_Short problem:_
Transcribe the listing exactly, leaving out every picture.

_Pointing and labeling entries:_
- - -

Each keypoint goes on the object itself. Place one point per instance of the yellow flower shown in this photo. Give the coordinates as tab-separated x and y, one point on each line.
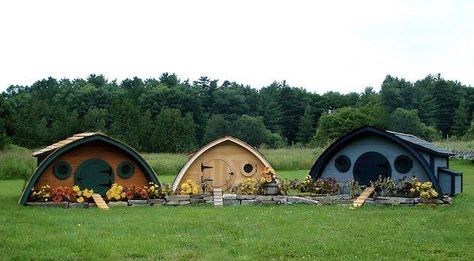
268	178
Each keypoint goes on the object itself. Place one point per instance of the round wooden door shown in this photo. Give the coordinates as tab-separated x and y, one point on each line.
94	174
217	171
369	166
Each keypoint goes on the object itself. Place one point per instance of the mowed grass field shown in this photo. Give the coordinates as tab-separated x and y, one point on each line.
239	233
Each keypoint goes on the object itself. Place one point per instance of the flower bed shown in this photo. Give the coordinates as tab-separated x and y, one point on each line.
264	191
237	200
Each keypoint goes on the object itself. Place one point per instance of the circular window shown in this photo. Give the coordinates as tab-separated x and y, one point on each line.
248	169
62	170
125	170
403	164
343	163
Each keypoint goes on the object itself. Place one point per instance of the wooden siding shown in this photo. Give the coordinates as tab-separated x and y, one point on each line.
94	149
389	149
236	157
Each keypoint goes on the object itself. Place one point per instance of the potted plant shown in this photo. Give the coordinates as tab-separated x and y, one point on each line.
269	182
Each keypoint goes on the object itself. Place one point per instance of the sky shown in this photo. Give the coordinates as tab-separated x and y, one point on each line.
321	46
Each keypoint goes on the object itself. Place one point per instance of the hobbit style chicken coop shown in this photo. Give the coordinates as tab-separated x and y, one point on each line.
223	163
89	161
365	154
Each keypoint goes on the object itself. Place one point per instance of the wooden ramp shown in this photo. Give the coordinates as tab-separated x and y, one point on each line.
363	197
218	200
99	201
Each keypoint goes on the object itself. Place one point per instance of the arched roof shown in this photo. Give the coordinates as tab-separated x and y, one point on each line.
213	144
326	156
61	147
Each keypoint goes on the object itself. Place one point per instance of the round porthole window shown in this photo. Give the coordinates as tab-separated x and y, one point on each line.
62	170
403	164
248	169
125	170
343	163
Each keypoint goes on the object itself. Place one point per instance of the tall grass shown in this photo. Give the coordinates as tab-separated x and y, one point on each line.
456	145
165	163
292	158
16	163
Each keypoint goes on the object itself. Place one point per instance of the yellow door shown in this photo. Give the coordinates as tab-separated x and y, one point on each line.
218	172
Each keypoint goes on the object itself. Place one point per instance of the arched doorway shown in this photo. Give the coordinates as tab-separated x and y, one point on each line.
369	166
95	174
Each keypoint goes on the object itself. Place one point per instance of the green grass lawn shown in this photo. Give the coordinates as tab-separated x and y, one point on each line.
244	232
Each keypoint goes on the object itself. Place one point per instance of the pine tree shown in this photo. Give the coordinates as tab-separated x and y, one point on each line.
461	119
306	128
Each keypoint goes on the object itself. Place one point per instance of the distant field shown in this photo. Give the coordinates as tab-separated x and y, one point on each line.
457	145
243	233
16	162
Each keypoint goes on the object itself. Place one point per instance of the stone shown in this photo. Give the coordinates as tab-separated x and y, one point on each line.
294	199
263	198
247	202
177	203
400	200
386	202
197	200
48	204
117	204
229	196
447	200
208	198
245	197
177	197
137	202
79	205
280	199
231	202
156	201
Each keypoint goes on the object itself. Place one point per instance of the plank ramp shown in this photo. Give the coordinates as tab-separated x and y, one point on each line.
363	197
99	201
218	200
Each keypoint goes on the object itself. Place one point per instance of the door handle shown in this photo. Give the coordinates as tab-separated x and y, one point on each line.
108	171
203	167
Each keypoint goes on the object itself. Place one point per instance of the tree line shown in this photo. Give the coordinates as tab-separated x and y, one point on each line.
173	115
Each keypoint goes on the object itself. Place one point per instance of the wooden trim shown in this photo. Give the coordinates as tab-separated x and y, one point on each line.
148	171
326	156
212	144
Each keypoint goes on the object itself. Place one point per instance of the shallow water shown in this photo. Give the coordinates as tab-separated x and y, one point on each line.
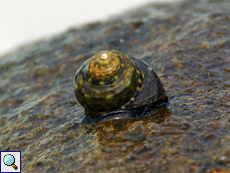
189	51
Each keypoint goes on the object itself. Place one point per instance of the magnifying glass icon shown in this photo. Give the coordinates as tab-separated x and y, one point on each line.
9	160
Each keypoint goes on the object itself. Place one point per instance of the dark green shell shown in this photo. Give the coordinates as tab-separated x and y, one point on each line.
114	84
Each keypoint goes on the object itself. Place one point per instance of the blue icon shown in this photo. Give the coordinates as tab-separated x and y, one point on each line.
9	160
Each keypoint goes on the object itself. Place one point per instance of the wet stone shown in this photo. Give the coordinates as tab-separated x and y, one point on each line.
186	43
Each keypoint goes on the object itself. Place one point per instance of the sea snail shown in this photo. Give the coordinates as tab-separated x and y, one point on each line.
114	85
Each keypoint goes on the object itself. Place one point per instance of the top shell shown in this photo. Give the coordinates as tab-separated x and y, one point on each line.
111	80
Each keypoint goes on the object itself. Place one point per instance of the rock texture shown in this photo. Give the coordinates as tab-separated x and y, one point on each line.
188	46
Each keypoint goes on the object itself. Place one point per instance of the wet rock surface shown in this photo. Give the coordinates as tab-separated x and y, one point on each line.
188	46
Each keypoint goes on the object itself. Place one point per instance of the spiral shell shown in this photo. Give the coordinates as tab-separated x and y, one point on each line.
111	80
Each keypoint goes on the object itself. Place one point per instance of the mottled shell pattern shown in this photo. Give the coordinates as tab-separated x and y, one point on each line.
111	80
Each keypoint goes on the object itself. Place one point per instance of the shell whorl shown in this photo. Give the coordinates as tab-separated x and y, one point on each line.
104	65
106	81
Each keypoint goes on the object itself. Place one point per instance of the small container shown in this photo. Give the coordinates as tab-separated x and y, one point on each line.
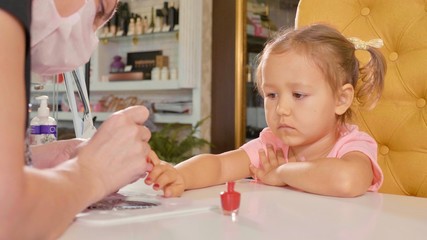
164	73
117	65
155	73
230	200
43	126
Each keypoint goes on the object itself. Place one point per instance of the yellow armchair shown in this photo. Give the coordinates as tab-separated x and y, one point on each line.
399	121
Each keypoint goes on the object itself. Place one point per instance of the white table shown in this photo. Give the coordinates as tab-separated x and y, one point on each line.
265	213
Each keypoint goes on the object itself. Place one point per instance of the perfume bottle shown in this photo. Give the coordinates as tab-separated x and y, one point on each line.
230	200
172	14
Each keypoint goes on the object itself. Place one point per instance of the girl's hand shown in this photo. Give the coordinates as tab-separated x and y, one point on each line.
164	176
267	173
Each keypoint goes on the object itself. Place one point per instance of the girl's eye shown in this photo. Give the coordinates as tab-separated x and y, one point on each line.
298	95
271	95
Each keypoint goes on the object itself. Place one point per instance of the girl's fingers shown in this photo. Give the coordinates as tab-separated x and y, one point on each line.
280	157
265	163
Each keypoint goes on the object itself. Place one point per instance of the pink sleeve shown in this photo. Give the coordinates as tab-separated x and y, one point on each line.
362	142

- - -

_Written reply:_
Each keypoint goes on the object itself. Place one point per instance of the yellow flower shown in this photo. Give the coordinates as tab-separated x and y, one point on each line.
268	178
Each keypoint goes on the object itself. Place one point per instance of the round wooden door shown in this photo. Give the coordinates as tab-separated x and y, one point on each line.
94	174
217	171
369	166
Each keypoint goes on the object itself. Place one point per instance of the mowed grass field shown in this photo. Give the coordinates as tab-separated x and y, one point on each line.
239	233
Each keypoint goes on the object itself. Place one point per instance of the flower bed shown in this photo. Give the coordinates as tab-separated x and y, one point on each line.
264	191
237	200
Each keypoint goes on the object itself. Place one point per instance of the circular window shown in this photo. Give the coordinates as tab-separated x and y, one point on each line.
248	169
62	170
125	170
403	164
343	163
Each keypoint goes on the object itself. Place one point per instance of the wooden siding shown in this photo. Give the coordinates as tab-separated x and y, one point on each line.
94	149
389	149
236	157
Each keypoint goes on the object itself. Place one point per instance of the potted plant shown in this photo. Give the coordinates as tab-separated x and y, one point on each line.
269	182
Each keypoint goes on the object itself. Place one point per instance of the sky shown in this photo. Give the coordinates as tab-separated x and y, one point on each line.
321	46
Each keypoint goes on the object itself. Place one point per instance of the hobbit style chicken coop shown in this photo. Give the coordinates as tab-separated x and y, one point on each line.
223	163
89	161
365	154
Each keypoint goes on the object itself. Place one point per instance of the wooden ramp shown in this photo. Give the coordinates as tab-separated x and y, one point on each line.
363	197
218	200
99	201
Each keypoint goes on the object itself. Place one point per instance of the arched roof shown in this photo. Give the coordinates as tab-separated x and y, one point on each line.
213	144
326	156
61	147
Each keypoint goes on the object itself. Place one point per instance of the round porthole window shown in this photo. Give the coordinates as tab-separated x and y, one point on each line.
62	170
403	164
248	169
125	170
343	163
Each keypoint goes on the object itself. Place one point per instance of the tall grass shown in this photo. Give the coordinates as tab-separated x and y, one point on each line.
456	145
165	163
292	158
16	163
Each keypoint goes on the object itself. Place one point per instance of the yellow door shown in this photo. Give the coordinates as tab-separated x and y, one point on each line.
218	172
Each keypoint goes on the object itself. Place one point per instance of the arched doorway shown in this photo. Give the coordinates as tab-separated x and y, one point on each line.
369	166
95	174
Each keypoint goes on the object itself. Place one point per instance of the green grass lawn shown in this photo. Give the coordinates as tab-separated x and y, one point on each line.
244	232
Each keypoint goes on the object itself. Place one point per instance of the pine tree shown in this photo. Give the coordinates as tab-separated x and y, one point on each line.
461	119
306	128
Each keypoint goes on the object itself. Place one point per instance of the distant field shown in this photo. Give the coordinates as tab-separated x and y, one point on each line.
457	145
243	233
16	162
Each keypoint goes on the object itself. Place one point per instance of the stone shown in this photo. Give the coordinates as tab-separated x and y, one point on each line.
294	199
263	198
247	202
177	203
400	200
386	202
197	200
48	204
117	204
229	196
447	200
208	198
245	197
177	197
137	202
79	205
280	199
231	202
156	201
Each keypoint goes on the object itself. Place one point per instance of the plank ramp shown in this photo. Give the coordinates as tab-separated x and y, one point on each line.
363	197
99	201
218	200
Each keypoint goes on the object itself. Place one point per instance of the door handle shown in this photo. Give the coordinates as tab-separated x and y, one point on each line.
108	171
203	167
Each keypoint goes on the object itself. Place one point per instance of the tree line shown in this photo. Give the coordinates as tab-separated x and y, one point on each line.
173	115
Each keypoint goes on the object itself. Place one point per instance of the wooden trim shown in this photo. Give the coordinates as tab-separated x and y, one point on each line.
148	171
326	156
212	144
Each keypoint goes on the object itself. Place one point per instance of the shallow water shown in this photo. Give the coordinates as tab-separated x and y, one point on each line.
189	51
Each keypoint goes on the object itself. Place one point per instance of the magnifying glass icon shown in this photo. Give the coordinates as tab-separated x and y, one point on each line.
9	160
Each keypoint goes on the object itself. Place one point per instance of the dark green shell shown in this photo. Give the coordinates as tab-separated x and y, one point on each line.
114	84
Each keypoint goes on the object itself. Place one point per instance of the blue icon shown in this photo. Give the coordinates as tab-separated x and y, one point on each line.
9	160
Each keypoint goes on the object itself. Place one point per instance of the wet stone shown in this photo. Give the coordinates as tab-separated x and y, one point on each line.
186	43
Each keypoint goes on the object itself. Place one point per instance of the sea snail shown in this photo. Give the coordinates as tab-separated x and y, one point on each line.
114	85
Each keypoint goes on the object itself. Place one point per instance of the top shell shown in this photo. Give the coordinates as tab-separated x and y, one point on each line.
111	80
Each keypoint goes on the object itself. Place one point per instance of the rock texture shown in this photo. Give the coordinates as tab-separated x and y, one point on each line.
188	46
Each keypoint goes on the object itself. Place one point per instance of the wet rock surface shown in this photo. Give the coordinates as tab-separated x and y, one point on each line.
188	46
Each keypoint goes on the object itself. Place one point per instance of the spiral shell shown in this photo. Give the coordinates as tab-separated x and y, one point on each line.
111	80
Each keypoint goes on the object itself. Place one point per instance of the mottled shell pattern shown in this photo. Give the coordinates as tab-separated x and y, one point on each line.
111	80
Each keypoint goes on the object itself. Place one point per instance of the shell whorl shown in this photo. Give the coordinates as tab-separated x and y, one point on each line.
104	65
106	81
Each keypoint goes on the object itself. Place one point per instance of the small container shown in this photo. Give the coordinates as tab-separated x and y, one point on each line.
164	73
117	65
155	73
230	200
43	126
Each keypoint goes on the object itself. Place one point per instance of the yellow armchair shown in this photo. Give the coordinates as tab-separated x and y, one point on each line.
399	121
Each keypoint goes on the object itself. Place one point per instance of the white table shown in this photo. Give the coordinates as tab-separated x and y, one point on each line.
265	213
Each keypoint goes on the object itself. Place one point per instance of the perfume bottle shown in this photo. Give the coordinates as tab-separated x and y, one point on each line.
230	200
172	14
Each keypoint goes on the object itself. Place one point per instance of the girl's hand shown in this photo. Give the coordinates as tab-separated x and y, one point on each line.
164	176
267	173
Each keypoint goes on the object itself. Place one point per instance of the girl's eye shown in this photo. Give the coordinates as tab-separated x and y, one point on each line.
298	95
271	95
Each keypoint goes on the object itself. Place one point per instance of the girl's fingers shown in this photo. Give the coordinates as tab-separated x and y, one point on each line.
280	157
265	163
Each keypoint goes on the object itself. Place one point per instance of the pink sleeve shown in this photo. Give the coordinates as tab-separated x and y, one point on each line.
362	142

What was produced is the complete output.